DIRECTIVE:
Pull out the lines from the one containing "Note to the class: point out every instance of the postage" through the final line of the listing below and repeat them exactly. Leave the pictures behind.

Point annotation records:
+===+

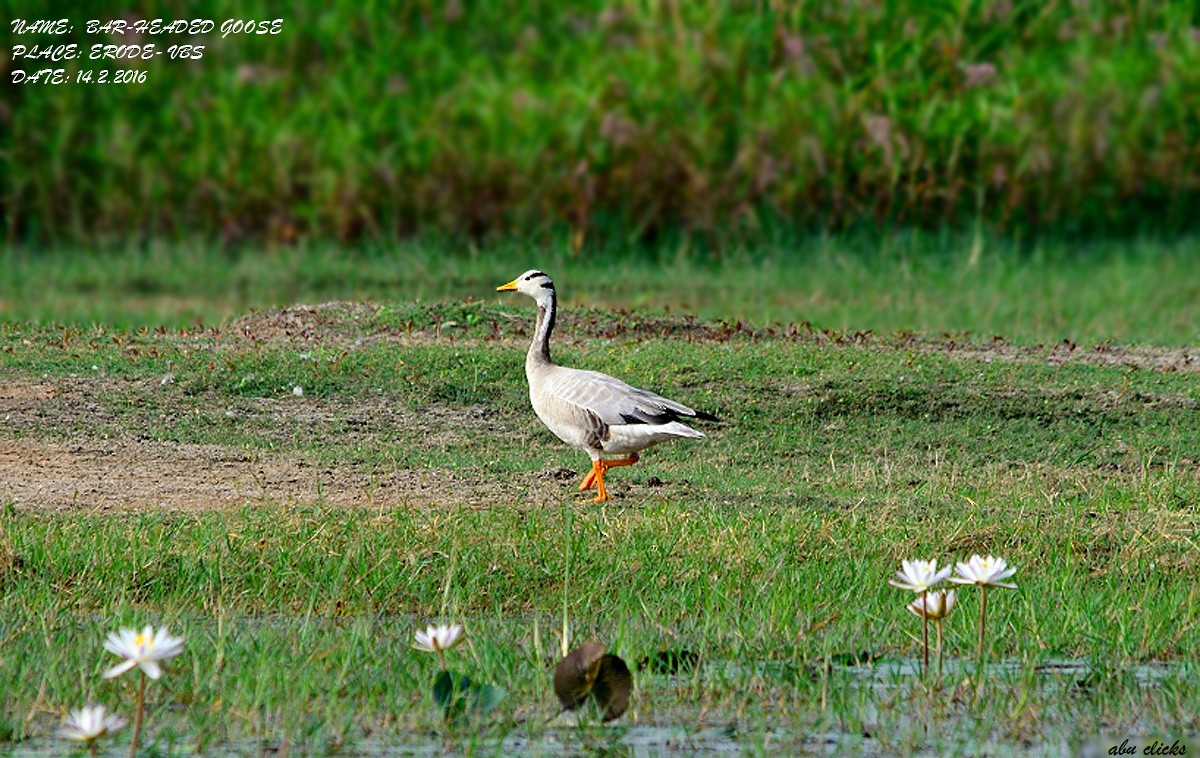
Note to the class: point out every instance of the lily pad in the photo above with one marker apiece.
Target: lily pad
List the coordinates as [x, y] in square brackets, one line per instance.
[460, 696]
[587, 671]
[575, 674]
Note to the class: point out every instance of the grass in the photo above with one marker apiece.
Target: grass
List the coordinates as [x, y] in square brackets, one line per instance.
[617, 121]
[763, 548]
[1042, 292]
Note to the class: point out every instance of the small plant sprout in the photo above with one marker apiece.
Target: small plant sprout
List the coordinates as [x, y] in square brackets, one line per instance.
[90, 723]
[934, 607]
[143, 650]
[439, 639]
[919, 576]
[984, 572]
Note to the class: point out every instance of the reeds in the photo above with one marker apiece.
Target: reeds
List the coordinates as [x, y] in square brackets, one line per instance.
[624, 119]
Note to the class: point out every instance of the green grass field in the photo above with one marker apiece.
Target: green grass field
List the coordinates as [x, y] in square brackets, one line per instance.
[418, 486]
[613, 120]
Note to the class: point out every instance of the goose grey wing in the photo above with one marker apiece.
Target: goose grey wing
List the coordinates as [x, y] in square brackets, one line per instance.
[616, 402]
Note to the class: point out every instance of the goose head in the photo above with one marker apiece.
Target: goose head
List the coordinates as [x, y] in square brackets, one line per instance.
[534, 283]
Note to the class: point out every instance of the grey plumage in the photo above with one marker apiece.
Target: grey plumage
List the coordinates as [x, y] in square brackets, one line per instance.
[588, 409]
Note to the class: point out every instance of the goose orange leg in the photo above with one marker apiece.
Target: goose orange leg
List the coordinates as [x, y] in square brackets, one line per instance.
[595, 476]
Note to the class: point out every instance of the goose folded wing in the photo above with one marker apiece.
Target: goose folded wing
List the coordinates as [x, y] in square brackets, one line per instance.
[616, 402]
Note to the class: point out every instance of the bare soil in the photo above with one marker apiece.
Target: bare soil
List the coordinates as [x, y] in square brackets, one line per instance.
[64, 447]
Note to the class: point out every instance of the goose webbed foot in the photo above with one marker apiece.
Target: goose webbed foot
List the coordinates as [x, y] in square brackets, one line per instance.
[595, 476]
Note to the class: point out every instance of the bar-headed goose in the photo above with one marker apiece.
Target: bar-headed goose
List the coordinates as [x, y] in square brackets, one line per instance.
[594, 411]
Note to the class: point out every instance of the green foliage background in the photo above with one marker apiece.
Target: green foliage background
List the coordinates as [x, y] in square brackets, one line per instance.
[617, 118]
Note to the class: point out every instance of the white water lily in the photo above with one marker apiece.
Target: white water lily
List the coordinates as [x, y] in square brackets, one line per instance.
[142, 649]
[438, 638]
[919, 575]
[934, 606]
[984, 572]
[90, 723]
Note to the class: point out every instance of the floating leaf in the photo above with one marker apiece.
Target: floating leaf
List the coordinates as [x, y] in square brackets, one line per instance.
[459, 695]
[612, 687]
[575, 674]
[588, 671]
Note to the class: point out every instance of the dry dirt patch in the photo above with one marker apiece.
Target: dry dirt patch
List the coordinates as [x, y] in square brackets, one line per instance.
[129, 473]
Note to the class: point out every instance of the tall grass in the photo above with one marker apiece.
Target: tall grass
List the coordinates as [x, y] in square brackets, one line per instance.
[621, 119]
[1121, 292]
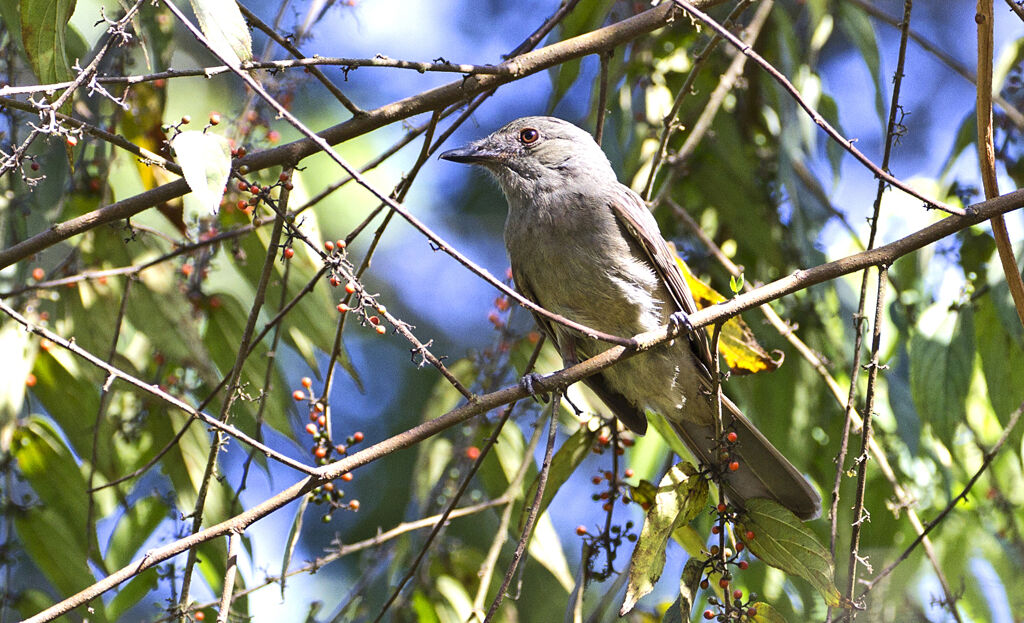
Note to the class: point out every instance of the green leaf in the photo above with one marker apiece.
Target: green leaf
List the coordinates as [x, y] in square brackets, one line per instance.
[1001, 360]
[133, 529]
[44, 26]
[56, 548]
[682, 494]
[565, 461]
[47, 464]
[766, 614]
[225, 29]
[782, 541]
[941, 361]
[689, 582]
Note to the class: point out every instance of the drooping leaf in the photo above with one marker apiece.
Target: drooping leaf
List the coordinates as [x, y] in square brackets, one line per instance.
[681, 495]
[782, 541]
[941, 361]
[225, 29]
[736, 343]
[133, 529]
[568, 457]
[44, 25]
[766, 614]
[131, 592]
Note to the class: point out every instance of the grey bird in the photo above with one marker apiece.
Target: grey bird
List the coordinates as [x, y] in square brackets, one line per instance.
[586, 247]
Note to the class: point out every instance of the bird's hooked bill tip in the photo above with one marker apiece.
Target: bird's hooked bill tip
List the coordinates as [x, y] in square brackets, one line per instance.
[469, 155]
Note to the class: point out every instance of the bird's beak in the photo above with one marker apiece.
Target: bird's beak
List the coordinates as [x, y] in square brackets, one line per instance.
[474, 153]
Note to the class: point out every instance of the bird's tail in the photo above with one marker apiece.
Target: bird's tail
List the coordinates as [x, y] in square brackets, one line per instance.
[763, 471]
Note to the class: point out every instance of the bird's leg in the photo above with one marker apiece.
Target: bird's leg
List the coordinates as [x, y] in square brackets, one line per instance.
[526, 382]
[680, 323]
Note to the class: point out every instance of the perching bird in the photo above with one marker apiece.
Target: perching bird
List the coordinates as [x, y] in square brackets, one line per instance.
[586, 247]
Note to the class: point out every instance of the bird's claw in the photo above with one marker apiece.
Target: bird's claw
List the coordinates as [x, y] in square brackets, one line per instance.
[680, 322]
[526, 382]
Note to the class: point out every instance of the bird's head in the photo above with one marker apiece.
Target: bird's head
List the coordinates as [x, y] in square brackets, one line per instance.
[537, 155]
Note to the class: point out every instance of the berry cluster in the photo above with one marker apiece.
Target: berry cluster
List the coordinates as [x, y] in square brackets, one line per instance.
[370, 312]
[723, 561]
[324, 448]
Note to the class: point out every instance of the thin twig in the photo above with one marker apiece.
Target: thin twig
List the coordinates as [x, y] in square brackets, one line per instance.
[860, 514]
[814, 115]
[527, 529]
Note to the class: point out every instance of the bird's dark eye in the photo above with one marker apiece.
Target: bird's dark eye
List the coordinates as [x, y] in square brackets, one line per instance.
[528, 135]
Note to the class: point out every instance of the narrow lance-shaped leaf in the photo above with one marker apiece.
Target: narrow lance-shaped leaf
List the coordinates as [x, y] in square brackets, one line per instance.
[681, 495]
[782, 541]
[225, 29]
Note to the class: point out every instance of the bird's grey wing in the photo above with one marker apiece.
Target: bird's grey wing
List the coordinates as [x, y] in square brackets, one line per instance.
[629, 414]
[639, 223]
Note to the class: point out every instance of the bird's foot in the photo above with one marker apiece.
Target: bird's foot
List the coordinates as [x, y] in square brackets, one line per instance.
[527, 381]
[680, 323]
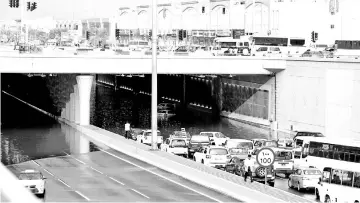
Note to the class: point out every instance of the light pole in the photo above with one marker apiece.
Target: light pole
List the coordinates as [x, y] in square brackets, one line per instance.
[154, 77]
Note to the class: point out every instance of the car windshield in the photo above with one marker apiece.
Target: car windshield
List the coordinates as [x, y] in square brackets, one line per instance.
[178, 143]
[150, 133]
[218, 151]
[29, 176]
[283, 155]
[247, 145]
[270, 144]
[312, 172]
[199, 139]
[238, 151]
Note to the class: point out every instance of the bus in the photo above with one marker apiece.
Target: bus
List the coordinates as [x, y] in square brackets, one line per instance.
[321, 152]
[288, 45]
[138, 45]
[230, 45]
[348, 48]
[339, 183]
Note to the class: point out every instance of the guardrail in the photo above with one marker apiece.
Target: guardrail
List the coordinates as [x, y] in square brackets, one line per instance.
[12, 190]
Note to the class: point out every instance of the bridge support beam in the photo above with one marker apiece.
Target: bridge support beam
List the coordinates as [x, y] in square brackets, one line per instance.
[84, 84]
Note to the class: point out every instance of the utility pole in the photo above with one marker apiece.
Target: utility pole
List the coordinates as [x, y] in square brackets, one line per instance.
[154, 77]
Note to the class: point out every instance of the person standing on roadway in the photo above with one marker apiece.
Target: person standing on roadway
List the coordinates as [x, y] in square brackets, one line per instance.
[248, 164]
[127, 130]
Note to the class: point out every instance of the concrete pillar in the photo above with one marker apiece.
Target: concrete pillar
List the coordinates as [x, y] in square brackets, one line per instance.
[84, 85]
[72, 107]
[76, 104]
[67, 110]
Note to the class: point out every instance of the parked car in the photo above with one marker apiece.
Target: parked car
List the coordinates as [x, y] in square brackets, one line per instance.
[196, 142]
[34, 181]
[240, 152]
[213, 156]
[267, 51]
[305, 133]
[181, 134]
[239, 143]
[176, 146]
[304, 177]
[285, 142]
[236, 166]
[216, 137]
[145, 137]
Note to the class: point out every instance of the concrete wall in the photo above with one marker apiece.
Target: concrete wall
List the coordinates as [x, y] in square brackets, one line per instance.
[319, 96]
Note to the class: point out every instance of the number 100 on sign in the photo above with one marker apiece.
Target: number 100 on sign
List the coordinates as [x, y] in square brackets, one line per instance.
[265, 157]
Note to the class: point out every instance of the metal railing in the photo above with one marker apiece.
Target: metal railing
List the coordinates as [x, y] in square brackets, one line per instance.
[12, 190]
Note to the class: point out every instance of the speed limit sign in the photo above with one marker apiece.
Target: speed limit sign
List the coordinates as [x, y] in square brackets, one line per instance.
[265, 157]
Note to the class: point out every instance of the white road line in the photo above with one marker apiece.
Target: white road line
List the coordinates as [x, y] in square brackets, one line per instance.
[96, 170]
[64, 183]
[162, 176]
[48, 172]
[140, 193]
[116, 180]
[35, 162]
[79, 193]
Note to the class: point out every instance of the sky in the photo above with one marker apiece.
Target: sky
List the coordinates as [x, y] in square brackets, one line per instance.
[69, 9]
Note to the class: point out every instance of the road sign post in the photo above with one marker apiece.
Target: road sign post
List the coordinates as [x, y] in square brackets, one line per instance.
[265, 158]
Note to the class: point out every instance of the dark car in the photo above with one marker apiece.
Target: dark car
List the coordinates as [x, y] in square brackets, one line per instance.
[236, 166]
[310, 134]
[196, 142]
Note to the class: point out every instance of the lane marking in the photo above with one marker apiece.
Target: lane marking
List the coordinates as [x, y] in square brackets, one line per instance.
[116, 180]
[48, 172]
[64, 183]
[79, 193]
[96, 170]
[140, 193]
[35, 162]
[145, 169]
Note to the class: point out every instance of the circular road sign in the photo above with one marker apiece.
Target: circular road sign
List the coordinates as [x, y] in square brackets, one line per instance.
[265, 157]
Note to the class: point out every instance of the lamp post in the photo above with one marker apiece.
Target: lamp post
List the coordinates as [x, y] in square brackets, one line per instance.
[154, 77]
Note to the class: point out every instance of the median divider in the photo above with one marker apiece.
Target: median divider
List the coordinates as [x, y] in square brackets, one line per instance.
[142, 152]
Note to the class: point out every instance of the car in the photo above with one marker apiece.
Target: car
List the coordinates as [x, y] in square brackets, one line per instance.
[176, 146]
[240, 152]
[285, 142]
[196, 142]
[213, 156]
[305, 133]
[236, 166]
[34, 181]
[267, 51]
[239, 143]
[304, 177]
[145, 137]
[181, 134]
[216, 137]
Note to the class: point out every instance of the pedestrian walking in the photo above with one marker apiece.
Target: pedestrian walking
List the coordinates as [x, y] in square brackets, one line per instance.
[127, 130]
[248, 163]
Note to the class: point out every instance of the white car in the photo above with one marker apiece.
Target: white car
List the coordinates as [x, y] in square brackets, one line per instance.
[213, 156]
[145, 137]
[239, 143]
[34, 181]
[176, 146]
[216, 138]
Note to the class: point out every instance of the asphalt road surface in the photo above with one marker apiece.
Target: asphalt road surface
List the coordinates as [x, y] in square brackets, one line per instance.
[111, 176]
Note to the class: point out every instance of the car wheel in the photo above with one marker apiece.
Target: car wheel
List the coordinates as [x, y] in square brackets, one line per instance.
[327, 199]
[289, 183]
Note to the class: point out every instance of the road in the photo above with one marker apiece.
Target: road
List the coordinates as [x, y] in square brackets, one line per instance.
[112, 176]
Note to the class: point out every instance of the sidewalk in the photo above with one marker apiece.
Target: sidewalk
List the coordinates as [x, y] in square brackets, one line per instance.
[218, 180]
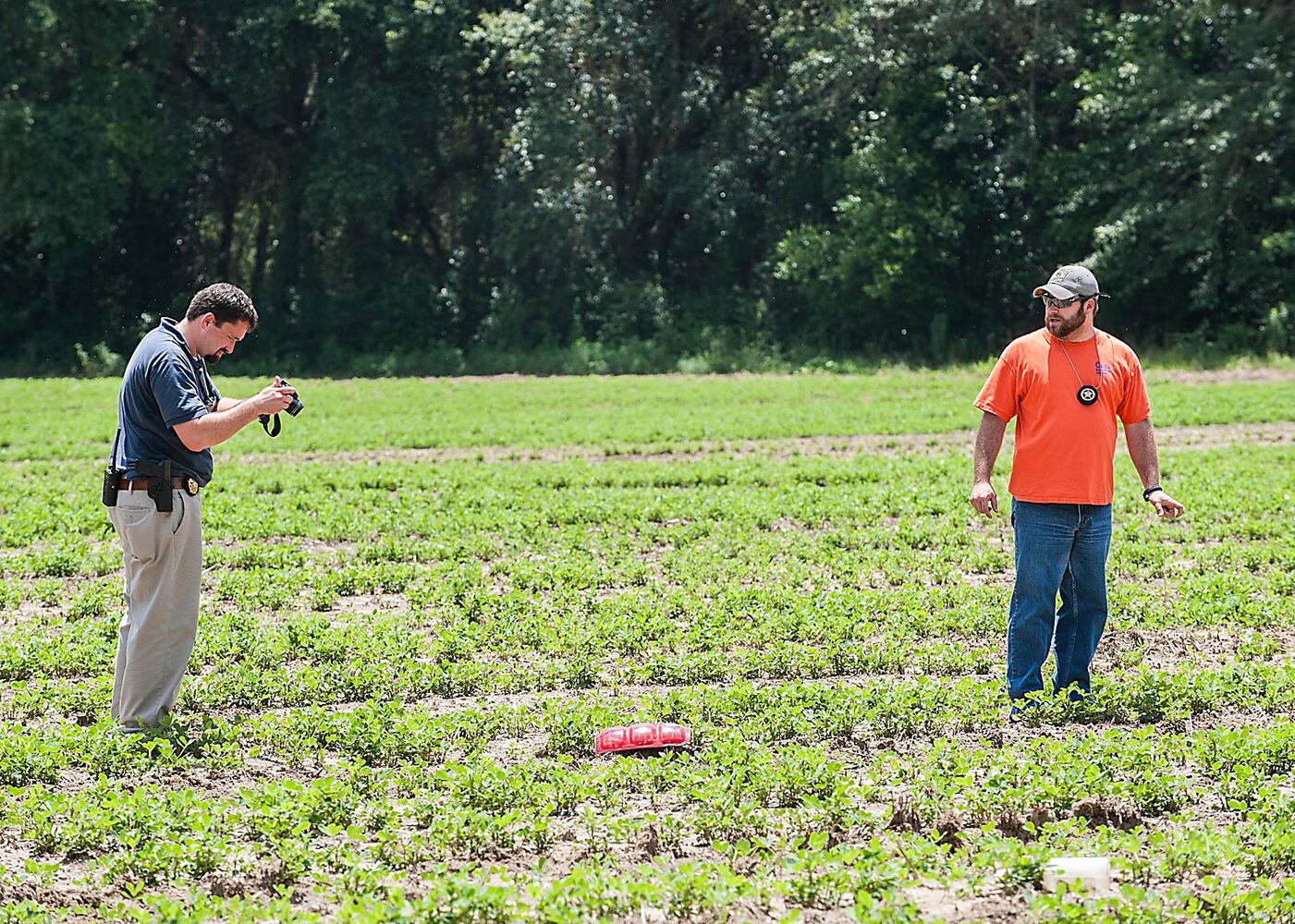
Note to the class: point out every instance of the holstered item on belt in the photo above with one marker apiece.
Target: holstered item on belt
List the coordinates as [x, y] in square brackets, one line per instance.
[160, 483]
[110, 475]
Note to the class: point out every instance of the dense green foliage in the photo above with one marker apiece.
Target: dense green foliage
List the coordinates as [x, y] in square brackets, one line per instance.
[407, 646]
[436, 184]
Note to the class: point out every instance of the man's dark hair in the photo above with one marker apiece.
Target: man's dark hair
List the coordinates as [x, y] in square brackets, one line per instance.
[228, 303]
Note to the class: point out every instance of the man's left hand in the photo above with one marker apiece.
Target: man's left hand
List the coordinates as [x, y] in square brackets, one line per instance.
[1166, 506]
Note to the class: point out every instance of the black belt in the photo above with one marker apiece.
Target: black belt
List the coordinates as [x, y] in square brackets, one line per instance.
[189, 485]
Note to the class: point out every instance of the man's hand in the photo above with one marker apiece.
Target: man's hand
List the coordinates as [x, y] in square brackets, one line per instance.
[220, 425]
[984, 498]
[1166, 506]
[272, 399]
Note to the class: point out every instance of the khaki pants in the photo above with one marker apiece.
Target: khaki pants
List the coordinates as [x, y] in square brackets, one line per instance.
[164, 578]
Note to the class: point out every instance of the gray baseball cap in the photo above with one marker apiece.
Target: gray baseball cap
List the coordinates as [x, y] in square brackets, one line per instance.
[1069, 281]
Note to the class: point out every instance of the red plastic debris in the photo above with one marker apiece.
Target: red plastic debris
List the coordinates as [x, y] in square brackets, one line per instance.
[642, 736]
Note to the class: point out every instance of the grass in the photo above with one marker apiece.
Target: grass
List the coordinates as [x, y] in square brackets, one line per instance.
[403, 660]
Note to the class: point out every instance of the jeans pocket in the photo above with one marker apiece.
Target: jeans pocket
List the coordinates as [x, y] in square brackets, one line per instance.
[179, 520]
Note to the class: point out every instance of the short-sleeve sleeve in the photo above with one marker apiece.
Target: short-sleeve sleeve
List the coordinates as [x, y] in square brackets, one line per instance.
[175, 386]
[1136, 407]
[1000, 393]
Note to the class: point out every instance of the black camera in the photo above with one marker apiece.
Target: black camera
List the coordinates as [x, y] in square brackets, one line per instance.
[294, 407]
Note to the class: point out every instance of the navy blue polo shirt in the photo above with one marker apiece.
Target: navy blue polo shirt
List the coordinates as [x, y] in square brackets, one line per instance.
[165, 384]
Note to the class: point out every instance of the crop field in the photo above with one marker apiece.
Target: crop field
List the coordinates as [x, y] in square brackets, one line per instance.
[425, 598]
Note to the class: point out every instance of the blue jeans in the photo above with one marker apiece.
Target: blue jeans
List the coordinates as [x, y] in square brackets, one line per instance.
[1059, 548]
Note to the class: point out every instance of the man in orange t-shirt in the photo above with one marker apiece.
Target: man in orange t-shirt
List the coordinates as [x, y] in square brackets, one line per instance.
[1065, 384]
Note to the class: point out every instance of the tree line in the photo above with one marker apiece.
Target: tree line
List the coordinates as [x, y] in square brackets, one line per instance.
[435, 185]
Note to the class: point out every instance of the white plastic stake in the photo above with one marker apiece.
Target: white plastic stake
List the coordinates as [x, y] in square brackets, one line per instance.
[1094, 872]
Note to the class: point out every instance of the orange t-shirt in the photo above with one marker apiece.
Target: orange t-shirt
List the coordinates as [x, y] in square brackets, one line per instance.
[1065, 451]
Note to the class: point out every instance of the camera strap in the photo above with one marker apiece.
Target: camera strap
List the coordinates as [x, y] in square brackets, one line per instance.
[264, 422]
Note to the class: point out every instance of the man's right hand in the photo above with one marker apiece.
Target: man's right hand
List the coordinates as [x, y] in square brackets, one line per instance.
[984, 498]
[274, 399]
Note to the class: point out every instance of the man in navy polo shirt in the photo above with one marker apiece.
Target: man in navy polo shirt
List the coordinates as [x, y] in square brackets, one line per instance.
[170, 410]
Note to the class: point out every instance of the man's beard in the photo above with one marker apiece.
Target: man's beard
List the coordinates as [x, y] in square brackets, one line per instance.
[1066, 328]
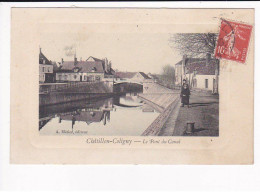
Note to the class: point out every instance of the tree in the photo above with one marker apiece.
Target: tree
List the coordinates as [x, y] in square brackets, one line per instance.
[196, 45]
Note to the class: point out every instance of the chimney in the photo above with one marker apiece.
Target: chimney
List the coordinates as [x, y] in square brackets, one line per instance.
[208, 57]
[184, 65]
[75, 60]
[109, 66]
[106, 65]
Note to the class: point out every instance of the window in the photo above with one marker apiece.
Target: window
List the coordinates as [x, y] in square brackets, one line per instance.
[90, 78]
[206, 83]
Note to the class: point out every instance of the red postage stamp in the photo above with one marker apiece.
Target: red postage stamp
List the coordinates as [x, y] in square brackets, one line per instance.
[233, 41]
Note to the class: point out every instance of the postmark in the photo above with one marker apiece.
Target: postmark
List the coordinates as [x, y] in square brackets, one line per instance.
[233, 41]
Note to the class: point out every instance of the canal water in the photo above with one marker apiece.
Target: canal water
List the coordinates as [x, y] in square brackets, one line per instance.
[125, 115]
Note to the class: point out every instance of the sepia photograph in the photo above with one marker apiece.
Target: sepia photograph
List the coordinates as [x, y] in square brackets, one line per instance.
[159, 83]
[103, 84]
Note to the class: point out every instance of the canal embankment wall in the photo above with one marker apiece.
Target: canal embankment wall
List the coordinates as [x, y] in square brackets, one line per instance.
[168, 102]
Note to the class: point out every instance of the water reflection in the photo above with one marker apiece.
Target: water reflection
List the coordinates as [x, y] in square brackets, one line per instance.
[119, 115]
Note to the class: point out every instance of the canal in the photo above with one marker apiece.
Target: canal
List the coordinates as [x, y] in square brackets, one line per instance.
[125, 115]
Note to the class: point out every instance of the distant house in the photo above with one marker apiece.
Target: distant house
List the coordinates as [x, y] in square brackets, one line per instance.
[199, 72]
[45, 69]
[91, 70]
[153, 77]
[132, 76]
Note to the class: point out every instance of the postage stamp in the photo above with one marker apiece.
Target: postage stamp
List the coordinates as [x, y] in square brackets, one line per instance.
[233, 41]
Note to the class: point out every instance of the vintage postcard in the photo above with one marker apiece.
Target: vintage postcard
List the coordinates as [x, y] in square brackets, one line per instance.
[132, 86]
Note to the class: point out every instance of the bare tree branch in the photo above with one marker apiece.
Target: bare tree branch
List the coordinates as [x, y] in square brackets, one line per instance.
[193, 44]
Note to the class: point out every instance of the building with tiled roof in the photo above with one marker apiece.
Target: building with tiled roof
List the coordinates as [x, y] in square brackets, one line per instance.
[201, 73]
[92, 69]
[46, 74]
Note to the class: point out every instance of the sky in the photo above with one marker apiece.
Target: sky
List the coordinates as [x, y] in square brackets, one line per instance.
[128, 51]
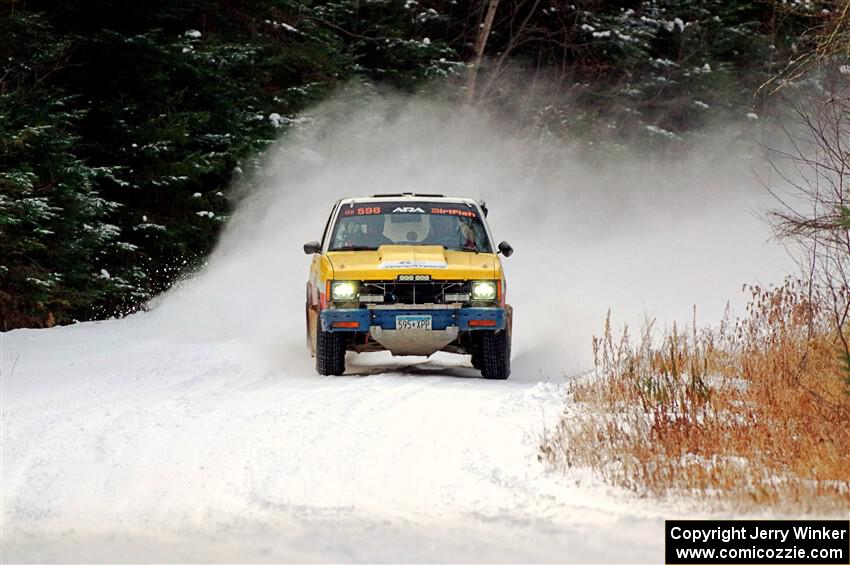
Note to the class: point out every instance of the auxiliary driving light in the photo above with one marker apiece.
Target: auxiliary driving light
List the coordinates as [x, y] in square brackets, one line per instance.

+===+

RESPONSE:
Note to the class: point out every instance of the postage stamp in the photo above with one marker apiece.
Target: postage stamp
List the coordinates as [x, y] in square brackets, one line per instance.
[233, 41]
Note to the class: point out every instance of the vintage postcard in the photo above with one marker apiece.
Target: vintage postcard
List the coordinates as [x, y] in square brackets, one line per instance.
[132, 86]
Note to the class: point out every instance of the bare tree branch in the photo above with one marker apiece.
Target: bare tree branch
List the coordinates as [x, y] in square brackets, one line per instance.
[193, 44]
Note to the class: point out every instance of the building with tiled roof in the photo above with one marker apiece.
Target: building with tiled roof
List the coordinates as [x, y] in square brackets, one line per instance.
[201, 73]
[92, 69]
[46, 74]
Note to the class: point out every instance of the sky in the photo above with one marker apiece.
Target: sky
List the coordinates as [x, y] in square brackets, one line per instance.
[128, 51]
Note to the class: point out every instance of the auxiliary driving light in the photo above with one marker apiece.
Target: auxiliary driving light
List the coordinates as [x, y] in square brackets, one line per instance.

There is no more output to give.